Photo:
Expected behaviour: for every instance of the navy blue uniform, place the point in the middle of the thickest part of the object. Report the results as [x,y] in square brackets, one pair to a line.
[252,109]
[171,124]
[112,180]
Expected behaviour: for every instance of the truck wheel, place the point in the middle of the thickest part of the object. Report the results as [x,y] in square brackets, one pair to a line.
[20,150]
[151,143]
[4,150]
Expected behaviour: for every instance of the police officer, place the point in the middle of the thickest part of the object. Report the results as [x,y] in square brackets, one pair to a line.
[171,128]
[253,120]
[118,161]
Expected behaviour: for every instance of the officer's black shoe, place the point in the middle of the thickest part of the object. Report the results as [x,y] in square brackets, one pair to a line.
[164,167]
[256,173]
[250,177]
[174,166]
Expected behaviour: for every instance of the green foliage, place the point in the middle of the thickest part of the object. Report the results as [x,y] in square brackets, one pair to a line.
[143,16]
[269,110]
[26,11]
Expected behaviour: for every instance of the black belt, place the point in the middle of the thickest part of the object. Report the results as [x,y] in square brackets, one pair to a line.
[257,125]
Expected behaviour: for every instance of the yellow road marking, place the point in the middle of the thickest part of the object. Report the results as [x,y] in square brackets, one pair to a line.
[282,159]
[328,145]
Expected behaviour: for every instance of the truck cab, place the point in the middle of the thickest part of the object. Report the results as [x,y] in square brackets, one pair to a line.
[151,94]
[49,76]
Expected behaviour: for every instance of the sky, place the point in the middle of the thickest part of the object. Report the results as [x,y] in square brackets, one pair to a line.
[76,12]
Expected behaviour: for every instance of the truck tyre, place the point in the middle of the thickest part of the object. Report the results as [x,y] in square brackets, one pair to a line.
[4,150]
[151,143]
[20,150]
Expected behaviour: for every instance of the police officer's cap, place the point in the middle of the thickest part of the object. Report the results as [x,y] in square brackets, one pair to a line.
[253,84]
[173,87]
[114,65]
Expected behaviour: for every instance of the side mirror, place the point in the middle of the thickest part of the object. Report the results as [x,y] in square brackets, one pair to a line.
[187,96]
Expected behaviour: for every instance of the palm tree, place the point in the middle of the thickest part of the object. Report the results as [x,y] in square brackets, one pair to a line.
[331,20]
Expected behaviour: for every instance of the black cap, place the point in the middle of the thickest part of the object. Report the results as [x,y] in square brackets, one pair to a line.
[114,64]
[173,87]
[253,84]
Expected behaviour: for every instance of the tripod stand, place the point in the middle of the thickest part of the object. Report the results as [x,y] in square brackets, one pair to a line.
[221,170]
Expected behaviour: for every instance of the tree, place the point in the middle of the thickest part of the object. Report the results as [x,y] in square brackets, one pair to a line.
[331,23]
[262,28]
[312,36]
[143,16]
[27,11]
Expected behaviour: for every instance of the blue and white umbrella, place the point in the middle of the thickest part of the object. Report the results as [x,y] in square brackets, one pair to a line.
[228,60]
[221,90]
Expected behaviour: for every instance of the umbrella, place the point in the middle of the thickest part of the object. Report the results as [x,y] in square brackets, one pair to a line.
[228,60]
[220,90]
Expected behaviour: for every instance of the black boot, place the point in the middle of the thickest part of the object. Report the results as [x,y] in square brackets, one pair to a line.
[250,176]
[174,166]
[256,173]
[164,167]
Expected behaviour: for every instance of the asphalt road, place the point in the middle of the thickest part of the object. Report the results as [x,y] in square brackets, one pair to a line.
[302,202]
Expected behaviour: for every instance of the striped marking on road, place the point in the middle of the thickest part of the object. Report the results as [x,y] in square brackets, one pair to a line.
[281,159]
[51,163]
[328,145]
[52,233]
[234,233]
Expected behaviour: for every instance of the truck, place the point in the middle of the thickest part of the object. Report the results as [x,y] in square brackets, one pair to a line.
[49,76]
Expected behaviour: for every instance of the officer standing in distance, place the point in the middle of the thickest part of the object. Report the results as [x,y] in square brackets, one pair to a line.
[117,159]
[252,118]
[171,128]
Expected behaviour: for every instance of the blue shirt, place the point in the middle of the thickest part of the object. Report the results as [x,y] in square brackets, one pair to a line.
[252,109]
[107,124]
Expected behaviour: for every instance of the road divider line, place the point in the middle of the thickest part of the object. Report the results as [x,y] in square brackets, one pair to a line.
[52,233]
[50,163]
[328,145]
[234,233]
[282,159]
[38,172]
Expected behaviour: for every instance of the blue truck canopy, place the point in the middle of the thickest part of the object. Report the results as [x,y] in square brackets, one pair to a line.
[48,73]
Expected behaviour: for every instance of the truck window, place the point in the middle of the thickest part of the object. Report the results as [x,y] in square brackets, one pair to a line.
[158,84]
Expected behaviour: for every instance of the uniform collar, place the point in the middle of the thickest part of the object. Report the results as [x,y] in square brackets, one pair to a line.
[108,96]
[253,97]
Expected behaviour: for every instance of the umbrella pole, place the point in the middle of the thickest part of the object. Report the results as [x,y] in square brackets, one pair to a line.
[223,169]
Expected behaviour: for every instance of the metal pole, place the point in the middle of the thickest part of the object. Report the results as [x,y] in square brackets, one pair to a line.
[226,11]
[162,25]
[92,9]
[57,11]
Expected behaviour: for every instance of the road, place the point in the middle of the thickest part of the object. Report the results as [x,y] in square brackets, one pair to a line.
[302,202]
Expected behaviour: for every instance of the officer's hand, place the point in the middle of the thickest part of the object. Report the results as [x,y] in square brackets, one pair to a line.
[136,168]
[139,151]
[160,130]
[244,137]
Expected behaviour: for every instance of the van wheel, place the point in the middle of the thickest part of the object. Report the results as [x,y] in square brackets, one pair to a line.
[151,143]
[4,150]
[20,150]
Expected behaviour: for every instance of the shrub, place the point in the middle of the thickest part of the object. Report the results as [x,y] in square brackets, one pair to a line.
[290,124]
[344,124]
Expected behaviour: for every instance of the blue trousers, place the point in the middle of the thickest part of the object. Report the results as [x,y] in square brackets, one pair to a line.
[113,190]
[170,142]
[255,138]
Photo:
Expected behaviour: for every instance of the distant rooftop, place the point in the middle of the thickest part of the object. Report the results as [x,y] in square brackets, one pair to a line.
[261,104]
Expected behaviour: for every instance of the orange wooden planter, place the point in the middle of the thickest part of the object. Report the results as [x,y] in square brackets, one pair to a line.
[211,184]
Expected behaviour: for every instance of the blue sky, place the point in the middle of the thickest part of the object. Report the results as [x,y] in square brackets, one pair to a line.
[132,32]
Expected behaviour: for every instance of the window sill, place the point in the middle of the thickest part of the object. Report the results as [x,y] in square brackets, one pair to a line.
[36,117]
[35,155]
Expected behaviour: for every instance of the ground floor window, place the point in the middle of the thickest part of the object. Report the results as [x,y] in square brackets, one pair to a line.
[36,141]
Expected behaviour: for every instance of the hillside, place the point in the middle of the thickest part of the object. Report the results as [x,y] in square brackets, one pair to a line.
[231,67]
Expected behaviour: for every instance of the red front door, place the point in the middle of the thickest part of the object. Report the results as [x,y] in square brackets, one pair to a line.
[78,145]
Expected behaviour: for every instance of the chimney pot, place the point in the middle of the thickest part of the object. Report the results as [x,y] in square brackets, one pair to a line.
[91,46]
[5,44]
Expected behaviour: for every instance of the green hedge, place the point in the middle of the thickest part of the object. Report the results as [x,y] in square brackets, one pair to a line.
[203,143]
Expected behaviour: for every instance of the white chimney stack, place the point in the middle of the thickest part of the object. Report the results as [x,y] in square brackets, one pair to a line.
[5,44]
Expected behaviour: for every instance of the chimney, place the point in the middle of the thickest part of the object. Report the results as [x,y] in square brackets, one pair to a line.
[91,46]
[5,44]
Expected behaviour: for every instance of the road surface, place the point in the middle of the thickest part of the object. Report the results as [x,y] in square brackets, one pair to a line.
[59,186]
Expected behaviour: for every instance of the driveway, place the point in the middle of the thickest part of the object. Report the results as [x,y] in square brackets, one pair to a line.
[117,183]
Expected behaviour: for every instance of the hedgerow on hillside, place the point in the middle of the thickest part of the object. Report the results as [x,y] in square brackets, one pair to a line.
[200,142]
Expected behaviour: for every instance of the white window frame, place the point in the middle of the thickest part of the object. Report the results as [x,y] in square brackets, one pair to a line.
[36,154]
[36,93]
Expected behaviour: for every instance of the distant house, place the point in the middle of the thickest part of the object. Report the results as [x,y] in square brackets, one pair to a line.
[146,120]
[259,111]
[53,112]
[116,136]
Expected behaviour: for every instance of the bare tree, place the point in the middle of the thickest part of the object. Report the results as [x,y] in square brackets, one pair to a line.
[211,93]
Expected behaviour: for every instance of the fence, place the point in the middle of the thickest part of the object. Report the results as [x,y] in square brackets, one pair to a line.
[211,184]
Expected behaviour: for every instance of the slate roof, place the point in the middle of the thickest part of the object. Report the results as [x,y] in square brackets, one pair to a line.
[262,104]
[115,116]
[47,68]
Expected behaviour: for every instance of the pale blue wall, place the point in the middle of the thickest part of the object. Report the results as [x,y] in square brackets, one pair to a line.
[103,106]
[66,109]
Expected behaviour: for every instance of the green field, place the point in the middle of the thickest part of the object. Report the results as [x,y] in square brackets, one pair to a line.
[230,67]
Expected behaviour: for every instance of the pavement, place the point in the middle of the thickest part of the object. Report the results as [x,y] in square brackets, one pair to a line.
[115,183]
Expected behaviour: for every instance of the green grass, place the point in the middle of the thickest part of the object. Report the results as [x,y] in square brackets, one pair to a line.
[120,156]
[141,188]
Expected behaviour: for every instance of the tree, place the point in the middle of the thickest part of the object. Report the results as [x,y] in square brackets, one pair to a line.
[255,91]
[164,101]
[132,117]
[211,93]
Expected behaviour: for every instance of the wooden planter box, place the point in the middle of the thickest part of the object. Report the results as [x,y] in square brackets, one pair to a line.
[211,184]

☆ ☆ ☆

### DESCRIPTION OF THE TASK:
Return, word for word, every line from the line with "Expected behaviour: for every instance of the pavement, place" to the final line of the data.

### EXERCISE RESULT:
Expected behaviour: for every instance of the pavement, place the point in the middle of the thickest part of the object. Report the results as [x,y] in square brackets, one pair to a line.
[115,183]
Expected behaviour: for every instance of the green grass, place the point in the middle of the thickest part of the object. Report the results as [x,y] in square brackets, one pair to a line.
[120,156]
[141,188]
Expected behaviour: for every instance of the tree, place the point in the middle of the thickest part of the object. Report the results as [x,y] in square brackets, one pair to a line.
[255,91]
[164,101]
[132,117]
[211,93]
Expected behaviour: for every instance of the wooden planter box, place the point in the middle of the thickest part of the object. Report the results as [x,y] in square brackets, one pair to a line.
[211,184]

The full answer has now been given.